Available data start
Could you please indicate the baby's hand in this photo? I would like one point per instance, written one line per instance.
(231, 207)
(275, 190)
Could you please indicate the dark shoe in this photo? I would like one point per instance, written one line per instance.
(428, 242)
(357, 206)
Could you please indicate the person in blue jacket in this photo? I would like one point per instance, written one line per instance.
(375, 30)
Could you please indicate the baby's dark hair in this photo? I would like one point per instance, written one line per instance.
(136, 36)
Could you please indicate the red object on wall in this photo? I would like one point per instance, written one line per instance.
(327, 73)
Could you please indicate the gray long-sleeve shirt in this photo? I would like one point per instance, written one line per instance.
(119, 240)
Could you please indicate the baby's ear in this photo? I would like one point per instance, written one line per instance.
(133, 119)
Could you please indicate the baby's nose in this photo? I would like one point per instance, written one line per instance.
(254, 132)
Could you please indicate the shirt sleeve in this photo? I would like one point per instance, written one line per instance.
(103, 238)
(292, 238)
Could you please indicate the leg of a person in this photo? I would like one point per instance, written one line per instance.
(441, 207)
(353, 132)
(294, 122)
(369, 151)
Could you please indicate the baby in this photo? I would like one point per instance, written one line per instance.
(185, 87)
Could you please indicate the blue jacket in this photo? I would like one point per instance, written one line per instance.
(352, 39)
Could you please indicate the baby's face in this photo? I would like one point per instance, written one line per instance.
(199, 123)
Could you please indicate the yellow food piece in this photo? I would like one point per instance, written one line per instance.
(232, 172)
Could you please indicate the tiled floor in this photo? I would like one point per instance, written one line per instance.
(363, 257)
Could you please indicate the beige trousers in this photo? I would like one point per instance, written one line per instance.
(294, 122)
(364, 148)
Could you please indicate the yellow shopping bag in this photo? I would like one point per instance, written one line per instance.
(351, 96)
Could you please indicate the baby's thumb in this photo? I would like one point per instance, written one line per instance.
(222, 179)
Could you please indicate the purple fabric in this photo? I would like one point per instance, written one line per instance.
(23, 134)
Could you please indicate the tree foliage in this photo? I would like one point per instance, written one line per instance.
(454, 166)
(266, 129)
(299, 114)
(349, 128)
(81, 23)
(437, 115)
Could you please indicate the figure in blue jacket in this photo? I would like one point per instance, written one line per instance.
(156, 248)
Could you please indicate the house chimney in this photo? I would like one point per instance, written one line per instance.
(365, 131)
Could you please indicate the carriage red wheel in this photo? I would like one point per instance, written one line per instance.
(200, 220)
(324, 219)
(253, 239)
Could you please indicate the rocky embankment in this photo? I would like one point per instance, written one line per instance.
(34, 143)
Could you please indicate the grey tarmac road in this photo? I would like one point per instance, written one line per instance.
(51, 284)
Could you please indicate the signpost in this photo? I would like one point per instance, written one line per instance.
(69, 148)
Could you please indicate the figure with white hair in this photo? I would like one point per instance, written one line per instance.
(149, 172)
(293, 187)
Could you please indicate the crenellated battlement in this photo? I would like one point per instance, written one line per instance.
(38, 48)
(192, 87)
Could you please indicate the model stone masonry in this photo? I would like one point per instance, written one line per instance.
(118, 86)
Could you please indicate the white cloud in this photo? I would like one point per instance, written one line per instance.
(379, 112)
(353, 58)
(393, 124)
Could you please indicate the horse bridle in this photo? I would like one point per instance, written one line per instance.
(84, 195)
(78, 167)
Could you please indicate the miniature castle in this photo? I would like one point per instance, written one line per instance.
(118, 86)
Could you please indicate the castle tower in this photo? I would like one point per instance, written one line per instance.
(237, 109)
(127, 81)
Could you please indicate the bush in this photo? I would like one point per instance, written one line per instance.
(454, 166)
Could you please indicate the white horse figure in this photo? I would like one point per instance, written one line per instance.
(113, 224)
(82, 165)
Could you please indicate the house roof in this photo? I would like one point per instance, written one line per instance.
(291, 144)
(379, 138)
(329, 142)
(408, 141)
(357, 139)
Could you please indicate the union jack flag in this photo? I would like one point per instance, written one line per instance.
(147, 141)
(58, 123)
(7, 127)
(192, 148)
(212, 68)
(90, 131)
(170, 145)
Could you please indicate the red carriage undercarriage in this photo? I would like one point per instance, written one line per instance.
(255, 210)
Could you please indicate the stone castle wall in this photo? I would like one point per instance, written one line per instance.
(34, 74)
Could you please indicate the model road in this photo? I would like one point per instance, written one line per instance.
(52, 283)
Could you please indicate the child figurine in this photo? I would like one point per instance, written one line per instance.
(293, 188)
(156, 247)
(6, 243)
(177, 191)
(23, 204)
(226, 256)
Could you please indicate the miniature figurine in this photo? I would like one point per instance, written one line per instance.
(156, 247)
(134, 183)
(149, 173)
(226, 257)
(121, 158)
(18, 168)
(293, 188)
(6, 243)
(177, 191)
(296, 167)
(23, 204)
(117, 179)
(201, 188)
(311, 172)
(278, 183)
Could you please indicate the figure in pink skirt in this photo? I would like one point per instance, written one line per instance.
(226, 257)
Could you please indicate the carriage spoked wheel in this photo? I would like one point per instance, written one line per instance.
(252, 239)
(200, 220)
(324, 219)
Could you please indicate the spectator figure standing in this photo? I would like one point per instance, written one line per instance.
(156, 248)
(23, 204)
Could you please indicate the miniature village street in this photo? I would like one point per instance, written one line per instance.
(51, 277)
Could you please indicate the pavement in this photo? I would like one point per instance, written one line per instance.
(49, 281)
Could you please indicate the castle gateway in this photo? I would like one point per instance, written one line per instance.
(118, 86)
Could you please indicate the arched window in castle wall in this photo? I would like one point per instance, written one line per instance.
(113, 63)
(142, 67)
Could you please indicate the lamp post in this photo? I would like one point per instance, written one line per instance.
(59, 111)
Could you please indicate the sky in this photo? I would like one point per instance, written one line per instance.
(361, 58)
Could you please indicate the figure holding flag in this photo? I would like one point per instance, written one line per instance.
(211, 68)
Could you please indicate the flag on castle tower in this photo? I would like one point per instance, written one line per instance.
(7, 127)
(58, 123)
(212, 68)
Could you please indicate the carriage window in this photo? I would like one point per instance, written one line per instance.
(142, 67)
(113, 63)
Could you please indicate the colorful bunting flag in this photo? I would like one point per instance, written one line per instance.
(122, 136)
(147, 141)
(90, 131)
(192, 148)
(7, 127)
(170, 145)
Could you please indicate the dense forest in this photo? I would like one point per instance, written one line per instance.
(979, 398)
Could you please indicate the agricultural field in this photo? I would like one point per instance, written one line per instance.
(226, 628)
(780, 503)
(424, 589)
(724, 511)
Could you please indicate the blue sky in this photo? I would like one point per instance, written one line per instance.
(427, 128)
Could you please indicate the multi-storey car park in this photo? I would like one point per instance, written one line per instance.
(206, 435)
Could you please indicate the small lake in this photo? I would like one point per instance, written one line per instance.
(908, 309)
Available data end
== What the task asks ==
Rewrite every line of the listing above as a numbered list, skipping any blank lines.

== Exercise output ==
1. Could you please indicate the baby's hand in this photo? I would like one point per instance, written one line per instance.
2. (231, 207)
3. (275, 190)
4. Could you please indicate the dark shoe in this photo? I would like one point per instance, written one line per instance.
5. (428, 242)
6. (357, 206)
7. Could you please indicate the person in blue jacket in this photo? I would like one point per instance, written one line per instance.
8. (375, 30)
9. Could you please indicate the baby's dark hair in this photo? I would like one point per instance, written one line per instance.
10. (136, 36)
11. Could you please indicate the red object on wall in this photo? I would like one point per instance, written one line per instance.
12. (327, 73)
13. Could you please indicate the gray long-sleeve shirt in this photo? I would like one point per instance, written one line per instance.
14. (119, 240)
15. Could you please indicate the baby's ear in this photo? I would like one point per instance, written one line per instance.
16. (133, 119)
17. Could you please indicate the baby's nose in this photo? I would like one point per instance, written one line per instance.
18. (254, 132)
19. Could you please indicate the shirt sleeve in this photo? I would like one point per instance, written one line per instance.
20. (103, 238)
21. (292, 238)
22. Could you please indicate the leg of a person in this photo? I would like one point per instance, written one line per instance.
23. (441, 207)
24. (353, 132)
25. (294, 122)
26. (369, 151)
27. Could you please indicate the baby in this photo? I would like one point per instance, written one line per instance.
28. (185, 87)
29. Could you please indicate the blue jacket in this photo? I would like one point per instance, written one line per instance.
30. (352, 39)
31. Could you please indicate the baby's face in this photo? I would like one point per instance, written one line per instance.
32. (199, 123)
33. Could you please indicate the yellow food piece in this photo? I would like one point per instance, written one line per instance.
34. (232, 172)
35. Could you please indicate the tiled floor in this photo? I would like one point per instance, written one line per instance.
36. (363, 257)
37. Could you please indicate the beige trousers in this photo? I would like one point per instance, written one line per instance.
38. (294, 122)
39. (364, 148)
40. Could you please indicate the yellow shopping bag in this photo? I would like one point per instance, written one line per instance.
41. (351, 96)
42. Could you please indicate the baby's thumb in this photo? I would like one point per instance, written one line per instance.
43. (222, 179)
44. Could you please indicate the purple fabric in this photo? I would like one point per instance, written one line per instance.
45. (23, 134)
46. Could you please indicate the tree foliage in this photo? I would like one point per instance, written one line per instance.
47. (454, 166)
48. (266, 129)
49. (299, 114)
50. (349, 128)
51. (81, 23)
52. (437, 115)
53. Could you please indicate the figure in blue jacket in this photo? I would like one point per instance, written one line per instance.
54. (156, 248)
55. Could you please indicate the house chimney in this photo? I would like one point per instance, written one line per instance.
56. (365, 131)
57. Could you please indicate the carriage red wheel in this photo? I would like one point per instance, written one line per instance.
58. (200, 220)
59. (324, 219)
60. (253, 239)
61. Could you please indicate the rocky embankment in this photo? I would like one point per instance, written one line per instance.
62. (34, 143)
63. Could you please indicate the grey tarmac road in this photo? I would like one point per instance, written one line per instance.
64. (51, 284)
65. Could you please indicate the signpost in this photo? I would like one point per instance, written one line per instance.
66. (69, 148)
67. Could you please indicate the figure with white hair in this photo? I would like one point per instance, written one line per instance.
68. (149, 172)
69. (293, 187)
70. Could you please indicate the crenellated battlement in this photo? I would like one point per instance, written one line per instance.
71. (38, 48)
72. (192, 87)
73. Could you please indicate the model stone masonry in this photo? I would like one point per instance, written one line per instance.
74. (118, 86)
75. Could you please indicate the white cloud in this photo? I would like one point per instance, written one line per instance.
76. (379, 112)
77. (353, 58)
78. (393, 124)
79. Could you please indicate the horse bridle in this photo? I would like one point per instance, written one line per instance.
80. (84, 195)
81. (78, 167)
82. Could you please indicate the miniature castle in this photo? I would like one point per instance, written one line per instance.
83. (118, 86)
84. Could you please indicate the castle tower in this photo? I would like one point per instance, written one line per instance.
85. (237, 109)
86. (127, 81)
87. Could you please indicate the bush in this photo? I would like one point per instance, written one line per instance.
88. (454, 166)
89. Could you please indicate the white horse figure in this photo? I would like one point per instance, written one line per instance.
90. (113, 224)
91. (82, 165)
92. Could you please indicate the house roof in this photo? I would like one point per instance, written one line per instance.
93. (291, 144)
94. (379, 138)
95. (329, 142)
96. (408, 141)
97. (357, 139)
98. Could you please indicate the union jack flag in this photo? I would like one point per instance, written one line per instance.
99. (147, 141)
100. (58, 123)
101. (7, 127)
102. (192, 148)
103. (212, 68)
104. (90, 131)
105. (170, 145)
106. Could you please indicate the red carriage undercarriage in this photo? I would like one point per instance, written one line per instance.
107. (255, 210)
108. Could you please indicate the stone castle wall in this photo? I would like one point per instance, written one line per instance.
109. (34, 74)
110. Could you please indicate the model road in this photo? I would like one point per instance, written one line per instance.
111. (52, 283)
112. Could you please indicate the child figurine in this photo? I would like one point per instance, written one line per instance.
113. (293, 188)
114. (156, 247)
115. (6, 243)
116. (177, 191)
117. (23, 204)
118. (226, 256)
119. Could you please indicate the miniature figurine in this photo? I would like one point per instance, written one line per instance.
120. (156, 247)
121. (134, 183)
122. (149, 173)
123. (226, 257)
124. (121, 158)
125. (18, 168)
126. (293, 188)
127. (6, 243)
128. (177, 191)
129. (296, 167)
130. (23, 204)
131. (117, 179)
132. (201, 188)
133. (311, 172)
134. (278, 183)
135. Could you please indicate the figure in pink skirt in this photo? I would like one point per instance, written one line per instance.
136. (226, 257)
137. Could you please indicate the carriage spoked wheel in this photo? I would like one point per instance, written one line per instance.
138. (252, 239)
139. (200, 220)
140. (324, 219)
141. Could you please indicate the spectator figure standing in this photo? I would like one point per instance, written one line per instance.
142. (156, 248)
143. (23, 204)
144. Could you please indicate the miniature village street in this photo? I would like one point per instance, written one line per instance.
145. (51, 277)
146. Could you please indicate the pavement in this photo? I would like one point per instance, written one line per instance.
147. (49, 281)
148. Could you please indicate the castle gateway in this photo? I would like one point per instance, written one line per instance.
149. (118, 86)
150. Could you please indicate the arched window in castle wall in this photo? I would like one point per instance, written one line per instance.
151. (113, 63)
152. (142, 67)
153. Could you please indicate the lamp post in this photo? I would like one point per instance, written one line per instance.
154. (59, 111)
155. Could you please indicate the sky in this photo? I would like one point per instance, written one line per instance.
156. (361, 58)
157. Could you please indicate the figure holding flag in this photo? I would like one point per instance, written one line per instance.
158. (211, 68)
159. Could you please indicate the flag on castle tower in this photo? I would like one point per instance, written one line per instance.
160. (7, 127)
161. (58, 123)
162. (212, 68)
163. Could you please indicate the carriage window in this photo? I would like one point per instance, written one line per instance.
164. (142, 67)
165. (113, 63)
166. Could you please indicate the colorful bunting flag in this photo? I would like one point per instance, written one line per instance.
167. (122, 136)
168. (147, 141)
169. (90, 131)
170. (192, 148)
171. (7, 127)
172. (170, 145)
173. Could you please indicate the dense forest in this photo? I would like one point per instance, written one line per instance.
174. (979, 398)
175. Could you please indicate the agricultural field in this photo? I would like one point per instance, written one line per instance.
176. (226, 628)
177. (780, 503)
178. (424, 589)
179. (724, 511)
180. Could you please indicate the blue sky in this photo? I would like one point per instance, written one line per instance.
181. (427, 128)
182. Could you please indicate the multi-storey car park in this photo? I would like one point per instance, written one line per instance.
183. (206, 435)
184. Could you please indicate the small lake in this photo? I would like one point per instance, written one line per instance.
185. (908, 309)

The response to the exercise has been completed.